EXERCISE: Render the material, starting with the line containing "like [(826, 561)]." and including it, through the end of the material as a Markdown table with the columns Row and Line. Number each line and omit blank ones.

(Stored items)

--------

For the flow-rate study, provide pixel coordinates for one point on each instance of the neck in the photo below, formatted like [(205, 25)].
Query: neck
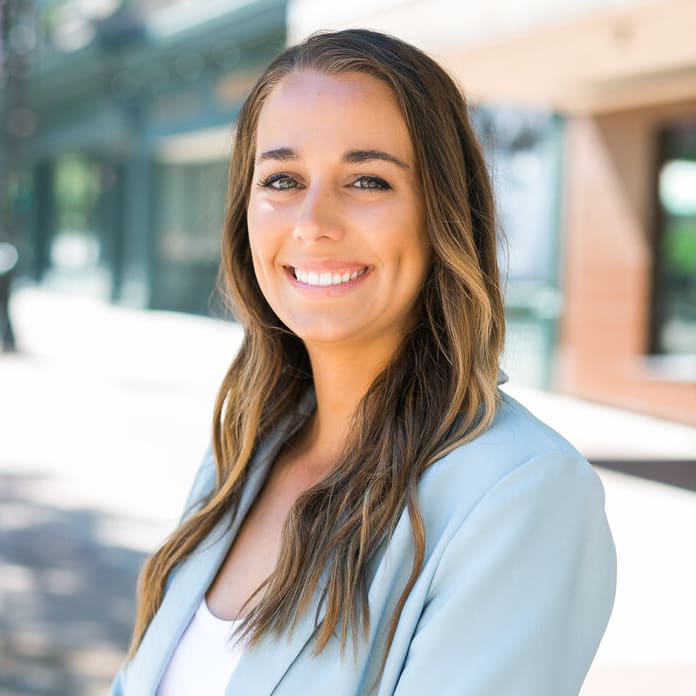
[(341, 379)]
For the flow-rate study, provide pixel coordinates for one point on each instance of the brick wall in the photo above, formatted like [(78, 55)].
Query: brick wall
[(608, 232)]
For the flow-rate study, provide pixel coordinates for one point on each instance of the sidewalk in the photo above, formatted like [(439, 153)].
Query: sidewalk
[(103, 396)]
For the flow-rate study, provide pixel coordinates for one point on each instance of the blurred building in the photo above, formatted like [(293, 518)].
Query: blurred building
[(611, 273), (118, 117), (122, 130)]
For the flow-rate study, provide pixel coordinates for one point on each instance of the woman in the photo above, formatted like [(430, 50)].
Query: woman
[(375, 515)]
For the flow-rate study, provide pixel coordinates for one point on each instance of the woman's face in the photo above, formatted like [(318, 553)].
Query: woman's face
[(335, 217)]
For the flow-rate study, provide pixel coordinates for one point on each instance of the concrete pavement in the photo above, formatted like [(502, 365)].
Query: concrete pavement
[(101, 397)]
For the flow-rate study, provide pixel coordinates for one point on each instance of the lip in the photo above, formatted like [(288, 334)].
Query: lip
[(333, 266), (328, 265)]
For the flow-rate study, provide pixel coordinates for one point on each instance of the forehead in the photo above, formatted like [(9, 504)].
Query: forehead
[(353, 110)]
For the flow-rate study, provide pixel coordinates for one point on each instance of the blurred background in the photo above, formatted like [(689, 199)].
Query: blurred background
[(115, 125)]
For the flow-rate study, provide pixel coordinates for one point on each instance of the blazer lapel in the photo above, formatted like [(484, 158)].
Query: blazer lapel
[(194, 576)]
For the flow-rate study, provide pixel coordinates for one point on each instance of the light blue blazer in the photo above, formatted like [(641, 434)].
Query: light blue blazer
[(514, 596)]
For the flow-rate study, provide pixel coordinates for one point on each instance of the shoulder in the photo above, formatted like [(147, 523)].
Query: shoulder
[(519, 457), (203, 484)]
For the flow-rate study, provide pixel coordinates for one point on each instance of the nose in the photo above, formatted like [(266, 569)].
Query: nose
[(319, 215)]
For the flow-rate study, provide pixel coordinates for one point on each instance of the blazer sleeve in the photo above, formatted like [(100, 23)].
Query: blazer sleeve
[(523, 590)]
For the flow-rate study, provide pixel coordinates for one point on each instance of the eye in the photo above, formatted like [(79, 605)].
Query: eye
[(279, 182), (371, 183)]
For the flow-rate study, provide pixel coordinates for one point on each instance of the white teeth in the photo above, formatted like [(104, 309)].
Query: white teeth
[(325, 278)]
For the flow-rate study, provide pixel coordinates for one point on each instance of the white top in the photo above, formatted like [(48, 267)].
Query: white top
[(204, 658)]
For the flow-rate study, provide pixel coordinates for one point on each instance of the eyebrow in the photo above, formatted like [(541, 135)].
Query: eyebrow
[(286, 154)]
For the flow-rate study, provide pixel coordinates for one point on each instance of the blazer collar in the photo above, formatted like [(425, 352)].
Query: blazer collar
[(262, 667)]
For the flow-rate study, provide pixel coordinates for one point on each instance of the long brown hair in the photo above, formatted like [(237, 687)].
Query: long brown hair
[(438, 391)]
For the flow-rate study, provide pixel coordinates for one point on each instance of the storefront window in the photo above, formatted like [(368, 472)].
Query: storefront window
[(675, 259)]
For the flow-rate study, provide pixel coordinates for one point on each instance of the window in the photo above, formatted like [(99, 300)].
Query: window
[(674, 292)]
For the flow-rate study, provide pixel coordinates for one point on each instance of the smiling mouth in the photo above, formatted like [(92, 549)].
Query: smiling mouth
[(326, 278)]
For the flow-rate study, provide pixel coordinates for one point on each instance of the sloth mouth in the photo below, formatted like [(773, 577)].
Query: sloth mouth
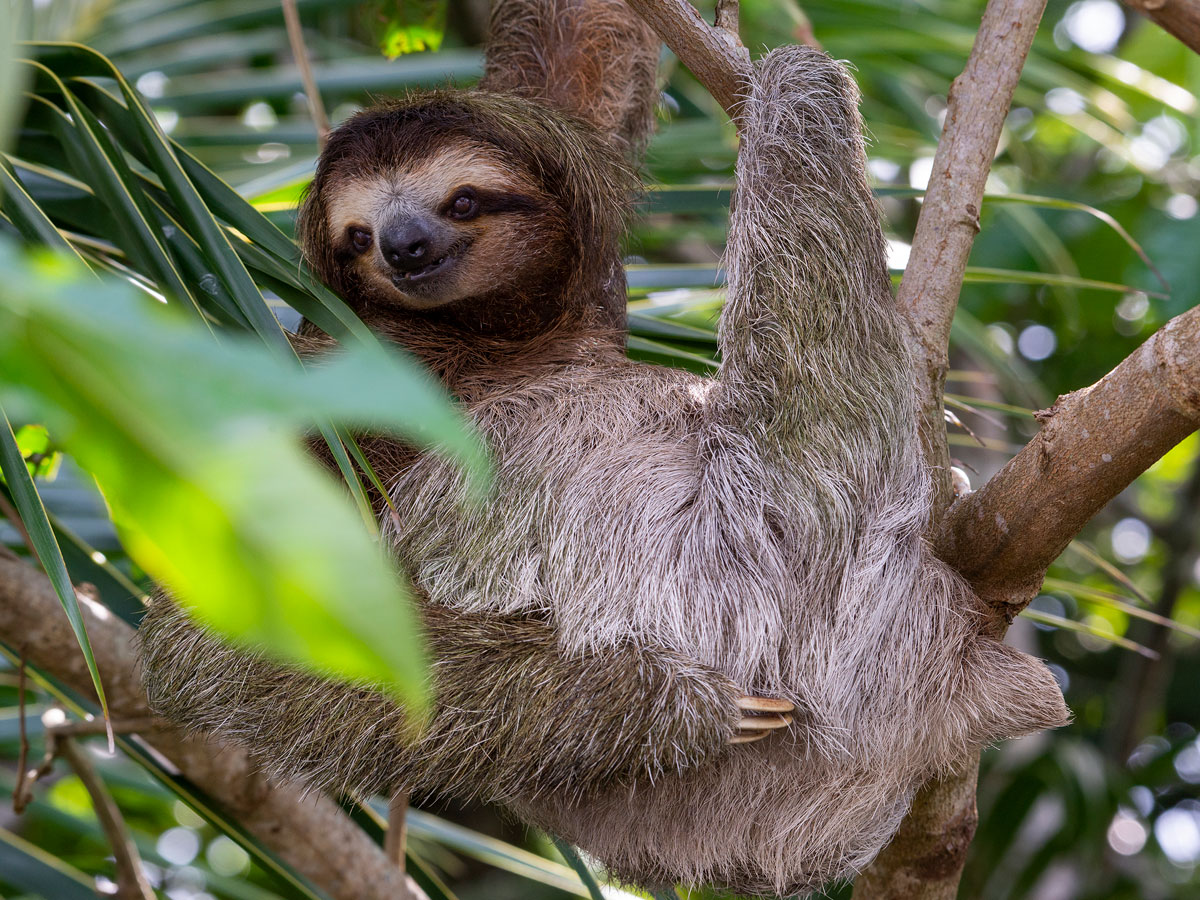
[(430, 270)]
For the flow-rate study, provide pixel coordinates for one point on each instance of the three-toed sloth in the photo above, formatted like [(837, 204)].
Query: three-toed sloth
[(669, 563)]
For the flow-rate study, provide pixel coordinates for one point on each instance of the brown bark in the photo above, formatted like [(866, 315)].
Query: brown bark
[(927, 856), (1092, 444), (309, 833), (977, 105), (1176, 17), (713, 54)]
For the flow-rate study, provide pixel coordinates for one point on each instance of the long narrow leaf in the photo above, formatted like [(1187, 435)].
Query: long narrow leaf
[(576, 862), (33, 516), (27, 215), (30, 869)]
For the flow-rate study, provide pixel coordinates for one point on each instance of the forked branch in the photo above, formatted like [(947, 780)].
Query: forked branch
[(1092, 444), (1176, 17), (713, 53), (977, 105)]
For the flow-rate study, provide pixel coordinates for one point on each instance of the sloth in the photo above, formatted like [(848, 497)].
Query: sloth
[(696, 630)]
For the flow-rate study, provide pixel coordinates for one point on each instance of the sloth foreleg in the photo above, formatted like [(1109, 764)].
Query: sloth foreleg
[(514, 715)]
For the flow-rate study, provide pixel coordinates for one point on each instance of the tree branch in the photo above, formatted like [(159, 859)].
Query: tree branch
[(977, 105), (1176, 17), (1092, 444), (309, 833), (714, 54), (131, 879)]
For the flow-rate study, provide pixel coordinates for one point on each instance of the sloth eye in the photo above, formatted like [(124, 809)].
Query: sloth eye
[(463, 205), (360, 238)]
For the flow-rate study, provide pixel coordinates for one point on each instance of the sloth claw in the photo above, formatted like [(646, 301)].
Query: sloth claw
[(755, 727), (747, 738), (765, 705), (763, 723)]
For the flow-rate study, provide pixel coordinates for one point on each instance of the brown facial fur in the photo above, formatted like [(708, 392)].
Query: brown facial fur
[(544, 247)]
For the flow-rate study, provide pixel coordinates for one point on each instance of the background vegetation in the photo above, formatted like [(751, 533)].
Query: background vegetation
[(1089, 243)]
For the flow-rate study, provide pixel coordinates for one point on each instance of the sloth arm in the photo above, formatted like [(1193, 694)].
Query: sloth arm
[(556, 723), (811, 339), (513, 715)]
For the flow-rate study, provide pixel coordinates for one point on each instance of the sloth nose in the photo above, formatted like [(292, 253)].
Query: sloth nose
[(406, 245)]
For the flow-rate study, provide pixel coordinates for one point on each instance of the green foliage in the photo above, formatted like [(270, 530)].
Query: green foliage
[(195, 444)]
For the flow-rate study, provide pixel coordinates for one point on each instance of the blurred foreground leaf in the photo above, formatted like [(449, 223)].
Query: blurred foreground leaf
[(196, 444)]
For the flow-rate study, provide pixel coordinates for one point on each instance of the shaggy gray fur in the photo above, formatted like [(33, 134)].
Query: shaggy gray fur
[(760, 529), (767, 523)]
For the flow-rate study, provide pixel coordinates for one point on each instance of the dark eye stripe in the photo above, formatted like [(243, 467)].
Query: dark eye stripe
[(496, 202)]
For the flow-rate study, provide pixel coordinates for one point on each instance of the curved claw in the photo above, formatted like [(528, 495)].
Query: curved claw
[(765, 705), (748, 738), (763, 723), (766, 714)]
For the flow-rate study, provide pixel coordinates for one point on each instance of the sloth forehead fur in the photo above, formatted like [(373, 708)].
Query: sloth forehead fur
[(485, 251), (483, 211)]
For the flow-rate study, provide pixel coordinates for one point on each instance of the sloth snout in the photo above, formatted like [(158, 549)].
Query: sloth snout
[(407, 244)]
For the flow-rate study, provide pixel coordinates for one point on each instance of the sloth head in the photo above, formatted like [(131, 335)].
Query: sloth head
[(481, 209)]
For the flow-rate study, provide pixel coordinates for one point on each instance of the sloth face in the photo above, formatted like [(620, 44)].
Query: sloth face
[(461, 222)]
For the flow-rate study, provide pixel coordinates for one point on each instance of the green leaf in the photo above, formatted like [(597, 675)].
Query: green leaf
[(196, 447), (39, 873), (41, 535), (576, 862)]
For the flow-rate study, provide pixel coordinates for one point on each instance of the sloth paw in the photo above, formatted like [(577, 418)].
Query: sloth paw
[(763, 715)]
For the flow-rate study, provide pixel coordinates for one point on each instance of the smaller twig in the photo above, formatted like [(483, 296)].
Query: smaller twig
[(715, 55), (726, 17), (397, 829), (300, 54), (1176, 17), (23, 751), (87, 727), (54, 735), (23, 792), (131, 879)]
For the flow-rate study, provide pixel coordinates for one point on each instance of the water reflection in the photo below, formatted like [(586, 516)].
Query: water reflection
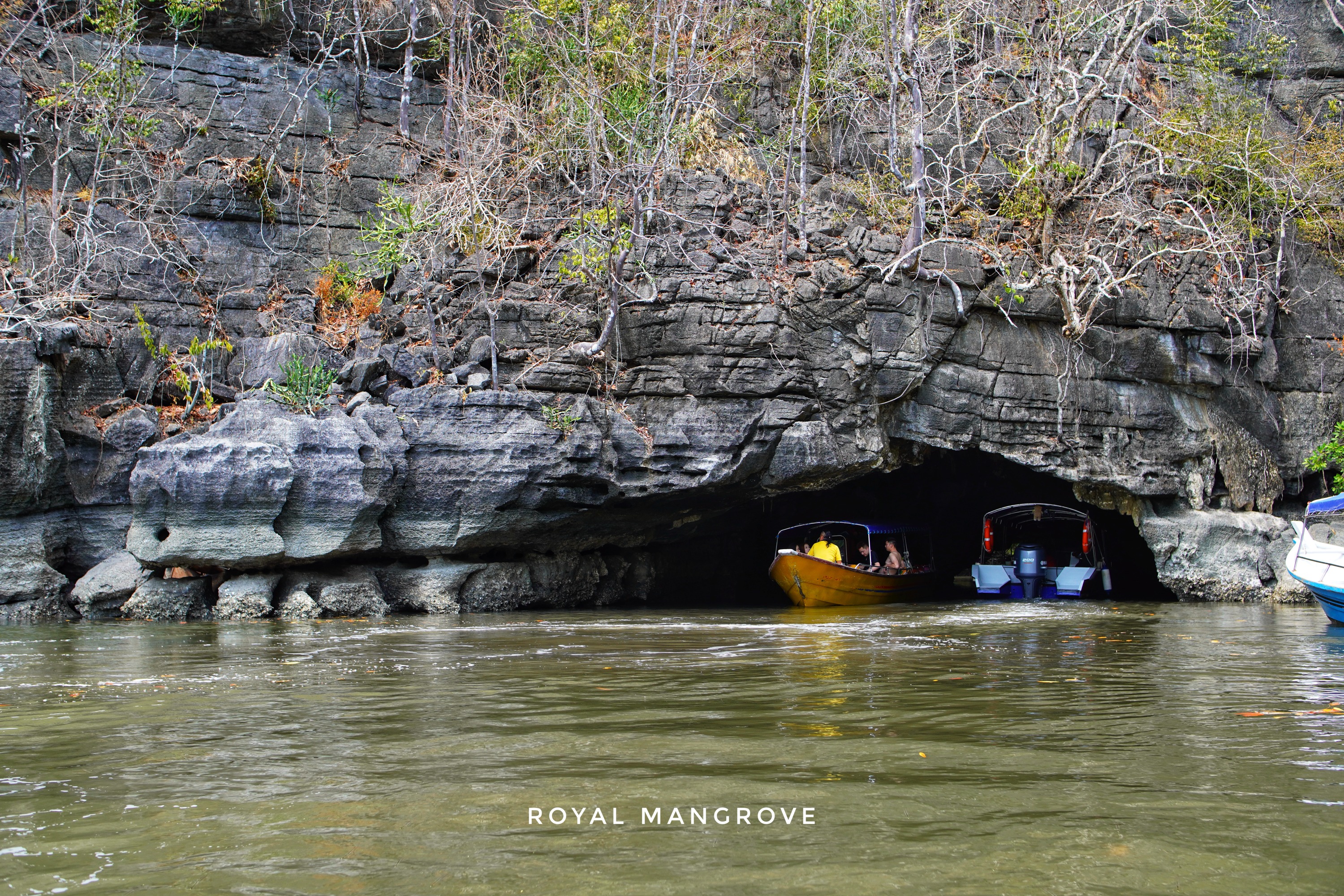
[(982, 747)]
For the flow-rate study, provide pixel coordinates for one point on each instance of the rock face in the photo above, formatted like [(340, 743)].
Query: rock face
[(170, 601), (248, 597), (265, 485), (431, 589), (733, 378), (1219, 555), (353, 591), (101, 591)]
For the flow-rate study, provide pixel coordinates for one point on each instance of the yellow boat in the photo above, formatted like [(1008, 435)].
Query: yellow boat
[(812, 582)]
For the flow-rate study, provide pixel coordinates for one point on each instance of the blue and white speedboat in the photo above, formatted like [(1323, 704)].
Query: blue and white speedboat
[(1318, 555), (1041, 551)]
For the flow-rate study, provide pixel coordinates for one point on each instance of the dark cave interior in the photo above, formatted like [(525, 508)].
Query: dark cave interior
[(724, 560)]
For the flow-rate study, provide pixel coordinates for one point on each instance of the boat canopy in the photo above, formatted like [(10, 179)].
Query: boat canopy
[(1332, 504), (874, 528), (1027, 513)]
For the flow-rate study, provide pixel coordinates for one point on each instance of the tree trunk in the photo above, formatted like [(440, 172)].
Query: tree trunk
[(451, 84), (806, 97), (916, 237), (404, 124), (361, 64)]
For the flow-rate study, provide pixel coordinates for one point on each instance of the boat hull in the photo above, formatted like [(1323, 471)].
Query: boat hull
[(820, 583), (1320, 567)]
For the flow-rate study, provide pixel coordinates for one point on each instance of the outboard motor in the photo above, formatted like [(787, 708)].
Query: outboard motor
[(1030, 569)]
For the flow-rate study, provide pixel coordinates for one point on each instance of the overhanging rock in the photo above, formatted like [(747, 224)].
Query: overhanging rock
[(263, 487)]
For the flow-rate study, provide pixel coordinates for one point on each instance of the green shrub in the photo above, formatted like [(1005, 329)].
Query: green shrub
[(306, 385)]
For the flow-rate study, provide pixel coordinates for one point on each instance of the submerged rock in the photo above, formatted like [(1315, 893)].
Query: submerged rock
[(39, 610), (347, 593), (103, 590), (297, 605), (429, 589), (248, 597), (170, 601)]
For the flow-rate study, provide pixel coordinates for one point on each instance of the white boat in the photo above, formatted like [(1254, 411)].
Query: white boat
[(1318, 555)]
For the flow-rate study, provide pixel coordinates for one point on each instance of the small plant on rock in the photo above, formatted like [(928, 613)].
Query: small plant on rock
[(306, 385), (1330, 457), (560, 420)]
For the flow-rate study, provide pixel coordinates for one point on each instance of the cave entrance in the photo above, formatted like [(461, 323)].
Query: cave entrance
[(724, 562)]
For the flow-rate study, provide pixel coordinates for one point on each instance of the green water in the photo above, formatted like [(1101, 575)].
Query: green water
[(961, 749)]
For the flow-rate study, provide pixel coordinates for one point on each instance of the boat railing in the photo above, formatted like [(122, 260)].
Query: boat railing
[(1310, 548)]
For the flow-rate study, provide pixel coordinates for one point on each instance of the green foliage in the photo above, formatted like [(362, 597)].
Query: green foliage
[(116, 19), (560, 420), (155, 349), (594, 238), (306, 385), (330, 99), (187, 15), (1330, 457), (183, 371), (396, 230), (1026, 201)]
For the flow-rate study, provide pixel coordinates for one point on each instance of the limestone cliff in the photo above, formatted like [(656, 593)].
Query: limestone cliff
[(730, 377)]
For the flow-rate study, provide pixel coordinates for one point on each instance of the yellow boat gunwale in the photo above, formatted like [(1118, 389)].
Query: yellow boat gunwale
[(812, 582)]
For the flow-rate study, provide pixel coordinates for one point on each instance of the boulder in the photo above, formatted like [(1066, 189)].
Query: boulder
[(209, 500), (1218, 555), (39, 610), (260, 359), (297, 605), (103, 590), (54, 339), (499, 586), (170, 601), (246, 597), (349, 593), (25, 571), (263, 485), (365, 373), (429, 589)]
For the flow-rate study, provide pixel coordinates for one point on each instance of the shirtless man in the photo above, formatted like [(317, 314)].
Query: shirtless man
[(896, 563)]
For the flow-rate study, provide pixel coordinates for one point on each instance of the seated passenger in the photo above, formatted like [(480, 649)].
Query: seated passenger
[(896, 563), (866, 562), (823, 550)]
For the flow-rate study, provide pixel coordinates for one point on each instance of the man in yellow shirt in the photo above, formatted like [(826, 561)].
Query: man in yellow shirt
[(824, 550)]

--------

EXERCISE ANSWER:
| Row | Line |
|---|---|
| 1 | For the flow-rate study, provide pixel coordinates for one point on each instance of the man in yellow shirt in the photo above, formatted like [(826, 561)]. |
| 2 | Query: man in yellow shirt |
| 3 | [(824, 550)] |